▶ **Domande di studio**:
A) Ricopia dal brano sugli abbonamenti della Reggina la parte compresa tra "2. 2017/2018: 2264" e "5184 (serie B)", inclusi.
B) Rispondi a queste domande sul brano sugli abbonamenti della Reggina:
(i) Quanti abbonamenti furono sottoscritti nella stagione 2003/2004?
(ii) In quale serie giocò la Reggina nella stagione 2015/2016?
(iii) Qual è il totale degli abbonamenti sottoscritti nelle stagioni considerate?
C) Riprendi il brano sugli abbonamenti della Reggina e scrivi il seguito a partire dall'ultima frase riportata.

▶ **Brano riportato**:
·····

Chi, invece, conosce un po’ la storia della Reggina e delle modalità con cui i reggini la seguono, sa che lo zoccolo duro è stato spesso (sempre ci pare eccessivo seppur più veritiero) rappresentato da 3000/3500 unità e che queste cifre sono state superate in casi, per noi, eccezionali.

Prima di scrivere/dire qualcosa, sarebbe buona cosa documentarsi al fine di non (continuare a) fare pessime figure. Ecco perché siamo andati a leggere i dati degli abbonamenti sottoscritti dai tifosi nelle ultime 26 stagioni (andando a ritroso):

  1. 2018/2019: 2904 (serie C)
  2. 2017/2018: 2264 (serie C)
  3. 2016/2017: 2621 (Lega Pro)
  4. 2015/2016: 3500 (serie D)
  5. 2014/2015: 2245 (Lega Pro)
  6. 2013/2014: 3485 (serie B)
  7. 2012/2013: 2890 (serie B)
  8. 2011/2012: 3921 (serie B)
  9. 2010/2011: 3565 (serie B)
  10. 2009/2010: 5184 (serie B)
  11. 2008/2009: 8690 (serie A)
  12. 2007/2008: 9300 (serie A)
  13. 2006/2007: 9200 (serie A)
  14. 2005/2006: 8900 (serie A)
  15. 2004/2005: 14067 (serie A)
  16. 2003/2004: 18510 (serie A)
  17. 2002/2003: 22830 (serie A)
  18. 2001/2002: 12853 (serie B)
  19. 2000/2001: 22500 (serie A)
  20. 1999/2000: 24000 (serie A)
  21. 1998/1999: 4400 (serie B)
  22. 1997/1998: 4000 (serie B)
  23. 1996/1997: 4200 (serie B)
  24. 1995/1996: 3000 (serie B)
  25. 1994/1995: 700 (serie C)
  26. 1993/1994: 350 (serie C).

Questi sono numeri e, quindi, fatti!

Andiamo a leggerli meglio: 9 campionati in A, 10 in B, 6 in C ed 1 in D; 200079 è il totale degli abbonamenti sottoscritti (137997 in A, 47498 in B, 11084 in C ed, ovviamente, 3500 in D); 7695 è la media (15333 in A, 4749 in B, 1847 in C ed, ovviamente, 3500 in D). Ne consegue che: i 3000 attuali rappresentano il record di abbonati in C rispetto agli ultimi 6 campionati in terza serie precedenti e presi in considerazione (seppur non siamo andati troppo indietro nel tempo ma certi che mai prima sia stato superata questa cifra); gli abbonamenti sottoscritti sono uguali (ma la campagna abbonamenti non si è chiusa quindi…) o superiori anche a quelli di due campionati in B (uguali a quelli nella stagione 1995/1996 – primo anno di B dopo la promozione dalla C – e superiori a quelli nella stagione 2012/2013).

·····

▶ **Estratto dei dati**:
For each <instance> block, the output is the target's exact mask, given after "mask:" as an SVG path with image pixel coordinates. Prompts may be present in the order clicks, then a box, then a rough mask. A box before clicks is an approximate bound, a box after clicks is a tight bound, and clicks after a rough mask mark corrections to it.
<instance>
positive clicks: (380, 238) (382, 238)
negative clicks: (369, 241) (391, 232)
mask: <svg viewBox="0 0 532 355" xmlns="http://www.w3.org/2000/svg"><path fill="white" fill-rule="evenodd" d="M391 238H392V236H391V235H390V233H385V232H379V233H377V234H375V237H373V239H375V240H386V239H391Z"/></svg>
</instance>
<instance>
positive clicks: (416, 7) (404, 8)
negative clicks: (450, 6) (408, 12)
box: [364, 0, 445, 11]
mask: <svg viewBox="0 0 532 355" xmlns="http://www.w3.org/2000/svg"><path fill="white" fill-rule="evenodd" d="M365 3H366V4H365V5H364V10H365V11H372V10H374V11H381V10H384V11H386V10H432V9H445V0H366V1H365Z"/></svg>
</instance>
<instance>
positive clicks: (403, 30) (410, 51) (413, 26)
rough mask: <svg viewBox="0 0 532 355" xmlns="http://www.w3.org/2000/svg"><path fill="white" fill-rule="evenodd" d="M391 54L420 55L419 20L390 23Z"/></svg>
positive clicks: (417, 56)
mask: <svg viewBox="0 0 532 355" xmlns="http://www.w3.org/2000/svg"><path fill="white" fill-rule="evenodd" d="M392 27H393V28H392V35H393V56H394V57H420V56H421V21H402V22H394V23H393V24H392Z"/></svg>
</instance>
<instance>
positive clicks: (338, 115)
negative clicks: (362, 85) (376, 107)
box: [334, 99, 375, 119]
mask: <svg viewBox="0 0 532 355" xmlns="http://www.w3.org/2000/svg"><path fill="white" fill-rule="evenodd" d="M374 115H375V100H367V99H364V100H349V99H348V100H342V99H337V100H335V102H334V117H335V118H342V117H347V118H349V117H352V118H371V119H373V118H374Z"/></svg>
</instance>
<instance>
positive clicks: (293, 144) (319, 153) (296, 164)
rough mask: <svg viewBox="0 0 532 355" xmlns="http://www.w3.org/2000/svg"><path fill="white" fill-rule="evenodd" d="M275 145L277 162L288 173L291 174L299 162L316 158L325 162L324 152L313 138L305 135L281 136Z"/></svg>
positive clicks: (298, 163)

·····

▶ **Soluzioni dell'esercizio**:
A)
2. 2017/2018: 2264 (serie C)
  3. 2016/2017: 2621 (Lega Pro)
  4. 2015/2016: 3500 (serie D)
  5. 2014/2015: 2245 (Lega Pro)
  6. 2013/2014: 3485 (serie B)
  7. 2012/2013: 2890 (serie B)
  8. 2011/2012: 3921 (serie B)
  9. 2010/2011: 3565 (serie B)
  10. 2009/2010: 5184 (serie B)

B)
(i) 18510
(ii) Serie D
(iii) 200079

C)
Questi sono numeri e, quindi, fatti!

Pertanto, a chi giova far credere al presidente Gallo che siamo dinnanzi ad un flop? L’unica motivazione presumibile ci appare l’atteggiamento divisivo ed elitario (“Mi sono abbonato quindi sono più tifoso di te”) ormai appreso e fatto proprio e sinonimo di ignoranza e mancanza di maturità. Fin quando questa logica appartiene ad una minoranza di tifosi ci può stare, ma è quando la stessa viene veicolata al pubblico attraverso più o meno credibili organi d’informazione (?) che il tutto diventa fastidioso (oltre che non veritiero, fuorviante ed artatamente fazioso).

Potevamo, eccezionalmente, comprendere (ma non giustificare) questi discorsi propagandistici da novello Istituto Luce allorquando ci si trovava a far fronte a vistose problematiche di liquidità tanto che l’incassato dagli abbonamenti non serviva alla stagione corrente bensì a tamponare le falle della precedente. Oggi, per fortuna, il passato (anche quello recente) sembra lontanissimo.

Abbiamo letto di un Gallo deluso, abbiamo visto liti tra “tifosi” abbonati e non, abbiamo assistito a battibecchi social tra chi è salito sul pulpito e chi sullo stesso pulpito non intende salirci. Ma davvero esiste un “più tifoso” di altri? E come si acquisisce un titolo del genere? Con il numero di abbonamenti sottoscritti, con le trasferte fatte o, per esempio, con l’amore, la passione, la gioia e la sofferenza dimostrate magari stando “solo” davanti ad una radiolina senza poter varcare l’ingresso dello stadio? In fondo aveva ragione il presidente Gallo quando asseriva, in vista del playoff casalingo della stagione scorsa, in occasione dell’inaugurazione dell store, che, se fosse dipeso da lui, avrebbe aperto i cancelli del “Granillo” e fatti entrare tutti gratis (“Si paga per entrare in chiesa? Ed allora…”).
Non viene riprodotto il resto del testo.